# WHAT THIS TASK INVOLVES
The data below should be duplicated in full, unchanged.

# PROVIDED DATA
━━━━━━━━━━━━━━━━

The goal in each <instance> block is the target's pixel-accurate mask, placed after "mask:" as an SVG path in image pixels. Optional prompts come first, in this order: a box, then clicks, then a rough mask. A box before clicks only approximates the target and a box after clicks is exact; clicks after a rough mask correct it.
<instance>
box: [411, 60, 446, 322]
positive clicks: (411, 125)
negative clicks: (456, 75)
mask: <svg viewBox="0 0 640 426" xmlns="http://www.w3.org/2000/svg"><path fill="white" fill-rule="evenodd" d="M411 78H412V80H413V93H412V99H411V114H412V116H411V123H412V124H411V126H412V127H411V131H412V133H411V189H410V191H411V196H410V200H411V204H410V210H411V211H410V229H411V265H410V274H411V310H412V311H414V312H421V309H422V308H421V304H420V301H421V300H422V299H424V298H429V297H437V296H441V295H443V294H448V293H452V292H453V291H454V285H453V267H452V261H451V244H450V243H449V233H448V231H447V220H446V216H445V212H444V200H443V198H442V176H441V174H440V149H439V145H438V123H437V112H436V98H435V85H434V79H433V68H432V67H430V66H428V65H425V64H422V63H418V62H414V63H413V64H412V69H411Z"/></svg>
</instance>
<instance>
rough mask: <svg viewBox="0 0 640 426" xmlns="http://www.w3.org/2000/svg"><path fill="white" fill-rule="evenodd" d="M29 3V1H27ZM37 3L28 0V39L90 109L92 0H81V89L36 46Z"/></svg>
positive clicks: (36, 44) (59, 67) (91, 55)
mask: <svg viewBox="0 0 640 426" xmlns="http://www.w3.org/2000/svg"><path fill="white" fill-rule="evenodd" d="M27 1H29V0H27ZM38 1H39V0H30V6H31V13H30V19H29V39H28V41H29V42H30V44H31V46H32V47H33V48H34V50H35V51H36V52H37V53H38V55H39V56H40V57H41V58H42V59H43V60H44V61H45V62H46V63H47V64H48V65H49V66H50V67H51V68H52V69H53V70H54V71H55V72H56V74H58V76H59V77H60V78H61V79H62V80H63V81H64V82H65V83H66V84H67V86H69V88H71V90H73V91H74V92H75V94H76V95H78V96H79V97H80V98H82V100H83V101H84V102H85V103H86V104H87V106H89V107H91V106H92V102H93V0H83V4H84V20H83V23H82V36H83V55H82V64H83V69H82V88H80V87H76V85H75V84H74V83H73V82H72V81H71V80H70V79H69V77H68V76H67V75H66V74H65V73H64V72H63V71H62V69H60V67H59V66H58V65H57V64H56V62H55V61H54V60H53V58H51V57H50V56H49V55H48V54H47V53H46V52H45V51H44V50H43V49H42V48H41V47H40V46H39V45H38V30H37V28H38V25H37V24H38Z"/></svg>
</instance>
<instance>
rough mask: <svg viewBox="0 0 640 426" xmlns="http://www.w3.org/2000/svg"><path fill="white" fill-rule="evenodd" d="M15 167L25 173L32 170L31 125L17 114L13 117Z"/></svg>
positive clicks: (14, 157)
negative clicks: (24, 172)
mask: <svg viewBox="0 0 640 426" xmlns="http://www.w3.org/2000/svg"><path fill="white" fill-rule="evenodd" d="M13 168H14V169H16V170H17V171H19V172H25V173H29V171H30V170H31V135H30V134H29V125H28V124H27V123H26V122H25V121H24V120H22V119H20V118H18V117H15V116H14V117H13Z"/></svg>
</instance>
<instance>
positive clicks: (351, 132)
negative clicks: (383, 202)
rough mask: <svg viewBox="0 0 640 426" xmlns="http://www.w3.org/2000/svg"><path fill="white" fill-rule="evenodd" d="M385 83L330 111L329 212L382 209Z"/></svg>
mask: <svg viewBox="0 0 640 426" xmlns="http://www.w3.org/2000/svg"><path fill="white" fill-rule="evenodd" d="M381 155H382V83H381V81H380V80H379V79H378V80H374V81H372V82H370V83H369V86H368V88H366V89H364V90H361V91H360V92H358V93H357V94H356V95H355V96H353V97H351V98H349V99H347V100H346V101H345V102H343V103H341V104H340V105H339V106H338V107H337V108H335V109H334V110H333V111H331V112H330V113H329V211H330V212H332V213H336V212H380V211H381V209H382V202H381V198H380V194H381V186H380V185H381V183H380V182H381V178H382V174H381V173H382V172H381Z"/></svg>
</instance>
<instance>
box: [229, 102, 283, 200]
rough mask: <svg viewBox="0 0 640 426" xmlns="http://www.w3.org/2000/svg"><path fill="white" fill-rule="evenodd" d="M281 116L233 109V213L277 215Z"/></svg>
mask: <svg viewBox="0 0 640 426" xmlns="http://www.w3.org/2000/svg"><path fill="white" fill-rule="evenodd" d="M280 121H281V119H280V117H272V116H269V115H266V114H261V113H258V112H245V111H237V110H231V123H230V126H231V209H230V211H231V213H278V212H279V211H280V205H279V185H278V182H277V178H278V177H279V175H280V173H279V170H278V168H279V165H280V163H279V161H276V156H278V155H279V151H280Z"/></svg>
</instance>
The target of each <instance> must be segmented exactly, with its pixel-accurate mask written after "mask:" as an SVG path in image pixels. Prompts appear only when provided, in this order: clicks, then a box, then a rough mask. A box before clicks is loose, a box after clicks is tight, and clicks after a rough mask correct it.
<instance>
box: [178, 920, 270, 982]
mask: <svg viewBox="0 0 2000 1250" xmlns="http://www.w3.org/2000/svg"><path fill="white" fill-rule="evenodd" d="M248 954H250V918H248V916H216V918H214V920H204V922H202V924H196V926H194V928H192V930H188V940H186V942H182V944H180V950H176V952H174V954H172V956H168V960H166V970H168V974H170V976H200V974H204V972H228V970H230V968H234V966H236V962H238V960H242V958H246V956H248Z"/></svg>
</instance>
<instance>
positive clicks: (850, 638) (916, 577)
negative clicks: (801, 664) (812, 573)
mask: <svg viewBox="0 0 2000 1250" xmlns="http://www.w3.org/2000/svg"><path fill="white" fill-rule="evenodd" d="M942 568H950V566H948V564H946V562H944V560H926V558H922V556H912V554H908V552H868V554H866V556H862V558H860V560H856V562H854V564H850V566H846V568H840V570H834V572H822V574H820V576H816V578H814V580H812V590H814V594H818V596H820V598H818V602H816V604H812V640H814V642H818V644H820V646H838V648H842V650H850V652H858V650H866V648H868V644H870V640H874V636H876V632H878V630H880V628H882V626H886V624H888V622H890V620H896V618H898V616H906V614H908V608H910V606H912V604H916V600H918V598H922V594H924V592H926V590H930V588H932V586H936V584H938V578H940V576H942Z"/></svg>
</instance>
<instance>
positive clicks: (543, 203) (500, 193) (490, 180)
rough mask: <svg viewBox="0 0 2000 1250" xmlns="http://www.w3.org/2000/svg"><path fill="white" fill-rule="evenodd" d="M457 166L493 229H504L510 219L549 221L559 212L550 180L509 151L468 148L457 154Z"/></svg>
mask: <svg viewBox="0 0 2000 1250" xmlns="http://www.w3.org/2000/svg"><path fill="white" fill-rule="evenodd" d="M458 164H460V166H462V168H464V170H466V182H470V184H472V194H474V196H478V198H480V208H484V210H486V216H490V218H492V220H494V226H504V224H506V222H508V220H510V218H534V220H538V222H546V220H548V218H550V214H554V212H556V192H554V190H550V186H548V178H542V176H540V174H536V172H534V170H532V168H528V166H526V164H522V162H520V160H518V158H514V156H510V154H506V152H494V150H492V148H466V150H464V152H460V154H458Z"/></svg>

━━━━━━━━━━━━━━━━

# RESPONSE
The goal in each <instance> block is the target's pixel-accurate mask, placed after "mask:" as an SVG path in image pixels. Optional prompts come first, in this order: a box, then clicks, then a rough mask. A box before clicks only approximates the target and a box after clicks is exact; clicks after a rough mask correct it.
<instance>
box: [411, 60, 446, 322]
positive clicks: (411, 125)
negative clicks: (456, 75)
mask: <svg viewBox="0 0 640 426" xmlns="http://www.w3.org/2000/svg"><path fill="white" fill-rule="evenodd" d="M411 78H412V80H413V93H412V99H411V114H412V116H411V123H412V124H411V126H412V127H411V131H412V133H411V189H410V191H411V196H410V200H411V204H410V210H411V211H410V229H411V265H410V274H411V310H412V311H414V312H421V309H422V308H421V304H420V301H421V300H422V299H424V298H429V297H437V296H441V295H443V294H448V293H452V292H453V291H454V285H453V267H452V261H451V244H450V243H449V233H448V231H447V220H446V216H445V212H444V200H443V198H442V176H441V174H440V149H439V145H438V123H437V112H436V98H435V85H434V79H433V68H432V67H430V66H428V65H425V64H422V63H418V62H414V63H413V64H412V69H411Z"/></svg>
</instance>
<instance>
rough mask: <svg viewBox="0 0 640 426" xmlns="http://www.w3.org/2000/svg"><path fill="white" fill-rule="evenodd" d="M29 3V1H27ZM37 3L28 0V39L90 109L92 0H81V89L36 46Z"/></svg>
positive clicks: (36, 44) (59, 67) (91, 55)
mask: <svg viewBox="0 0 640 426" xmlns="http://www.w3.org/2000/svg"><path fill="white" fill-rule="evenodd" d="M27 1H29V0H27ZM38 1H39V0H30V6H31V13H30V19H29V39H28V41H29V42H30V44H31V46H32V47H33V48H34V50H35V51H36V52H37V53H38V55H39V56H40V57H41V58H42V59H43V60H44V61H45V62H46V63H47V64H48V65H49V66H50V67H51V68H52V69H53V70H54V71H55V72H56V74H58V76H59V77H60V78H61V79H62V80H63V81H64V82H65V83H66V84H67V86H69V88H71V90H73V91H74V92H75V94H76V95H78V96H79V97H80V98H82V100H83V101H84V102H85V103H86V104H87V106H89V107H91V106H92V102H93V0H83V4H84V20H83V23H82V36H83V55H82V64H83V69H82V88H80V87H76V85H75V84H74V83H73V82H72V81H71V80H70V79H69V77H68V76H67V75H66V74H65V73H64V72H63V71H62V69H60V67H59V66H58V65H57V64H56V62H55V61H54V60H53V58H51V57H50V56H49V55H48V54H47V53H46V52H45V51H44V50H43V49H42V48H41V47H40V46H39V45H38V30H37V28H38V25H37V24H38Z"/></svg>
</instance>
<instance>
rough mask: <svg viewBox="0 0 640 426" xmlns="http://www.w3.org/2000/svg"><path fill="white" fill-rule="evenodd" d="M15 167L25 173L32 170L31 125L17 114L13 117Z"/></svg>
positive clicks: (14, 157)
negative clicks: (24, 172)
mask: <svg viewBox="0 0 640 426" xmlns="http://www.w3.org/2000/svg"><path fill="white" fill-rule="evenodd" d="M13 168H14V169H16V170H17V171H19V172H25V173H29V171H30V170H31V135H30V134H29V125H28V124H27V123H26V122H25V121H24V120H22V119H20V118H18V117H15V116H14V117H13Z"/></svg>
</instance>
<instance>
positive clicks: (351, 132)
negative clicks: (383, 202)
rough mask: <svg viewBox="0 0 640 426" xmlns="http://www.w3.org/2000/svg"><path fill="white" fill-rule="evenodd" d="M385 83L330 111L329 212L382 209Z"/></svg>
mask: <svg viewBox="0 0 640 426" xmlns="http://www.w3.org/2000/svg"><path fill="white" fill-rule="evenodd" d="M381 155H382V83H381V81H380V80H379V79H378V80H374V81H372V82H370V83H369V86H368V88H366V89H364V90H361V91H360V92H358V93H357V94H356V95H355V96H353V97H351V98H349V99H347V100H346V101H345V102H343V103H341V104H340V105H339V106H338V107H337V108H335V109H334V110H333V111H331V112H330V113H329V211H330V212H332V213H336V212H380V211H381V209H382V202H381V198H380V194H381V186H380V185H381V183H380V182H381V178H382V174H381V173H382V172H381Z"/></svg>
</instance>
<instance>
box: [229, 102, 283, 200]
rough mask: <svg viewBox="0 0 640 426" xmlns="http://www.w3.org/2000/svg"><path fill="white" fill-rule="evenodd" d="M281 116L233 109V213L277 215Z"/></svg>
mask: <svg viewBox="0 0 640 426" xmlns="http://www.w3.org/2000/svg"><path fill="white" fill-rule="evenodd" d="M280 121H281V119H280V117H272V116H269V115H266V114H261V113H258V112H245V111H237V110H231V123H230V126H231V209H230V211H231V213H278V212H279V211H280V205H279V185H278V182H277V178H278V177H279V175H280V173H279V170H278V168H279V165H280V163H279V161H276V156H278V155H279V151H280Z"/></svg>
</instance>
The target of each <instance> must be segmented exactly, with its pixel-accurate mask written after "mask:" as an SVG path in image pixels. Prompts appear only when provided, in this order: clicks, then a box, then a rough mask. A box before clicks is loose, a box after clicks is tight, and clicks after a rough mask correct it.
<instance>
box: [178, 920, 270, 982]
mask: <svg viewBox="0 0 2000 1250" xmlns="http://www.w3.org/2000/svg"><path fill="white" fill-rule="evenodd" d="M248 954H250V918H248V916H216V918H214V920H204V922H202V924H196V926H194V928H192V930H188V940H186V942H182V944H180V950H176V952H174V954H172V956H168V960H166V970H168V974H170V976H200V974H204V972H228V970H230V968H234V966H236V962H238V960H242V958H246V956H248Z"/></svg>
</instance>
<instance>
positive clicks: (850, 638) (916, 577)
negative clicks: (801, 664) (812, 573)
mask: <svg viewBox="0 0 2000 1250" xmlns="http://www.w3.org/2000/svg"><path fill="white" fill-rule="evenodd" d="M942 568H950V566H948V564H946V562H944V560H926V558H922V556H912V554H908V552H868V554H866V556H862V558H860V560H856V562H854V564H850V566H846V568H840V570H834V572H822V574H820V576H816V578H814V580H812V590H814V594H818V596H820V598H818V602H816V604H812V640H814V642H818V644H820V646H838V648H842V650H850V652H858V650H866V648H868V644H870V640H874V636H876V632H878V630H880V628H882V626H886V624H888V622H890V620H896V618H898V616H906V614H908V608H910V606H912V604H916V600H918V598H922V594H924V592H926V590H930V588H932V586H936V584H938V578H940V576H942Z"/></svg>
</instance>
<instance>
positive clicks: (543, 203) (500, 193) (490, 180)
rough mask: <svg viewBox="0 0 2000 1250" xmlns="http://www.w3.org/2000/svg"><path fill="white" fill-rule="evenodd" d="M457 166L493 229H504L510 219L549 221L559 212L550 180L509 151L468 148L457 154Z"/></svg>
mask: <svg viewBox="0 0 2000 1250" xmlns="http://www.w3.org/2000/svg"><path fill="white" fill-rule="evenodd" d="M458 164H460V166H462V168H464V170H466V182H470V184H472V194H474V196H478V198H480V208H484V210H486V216H490V218H492V220H494V226H504V224H506V222H508V220H510V218H534V220H538V222H546V220H548V218H550V214H554V212H556V192H554V190H550V186H548V178H542V176H540V174H536V172H534V170H532V168H528V166H526V164H522V162H520V160H518V158H514V156H510V154H506V152H494V150H492V148H466V150H464V152H460V154H458Z"/></svg>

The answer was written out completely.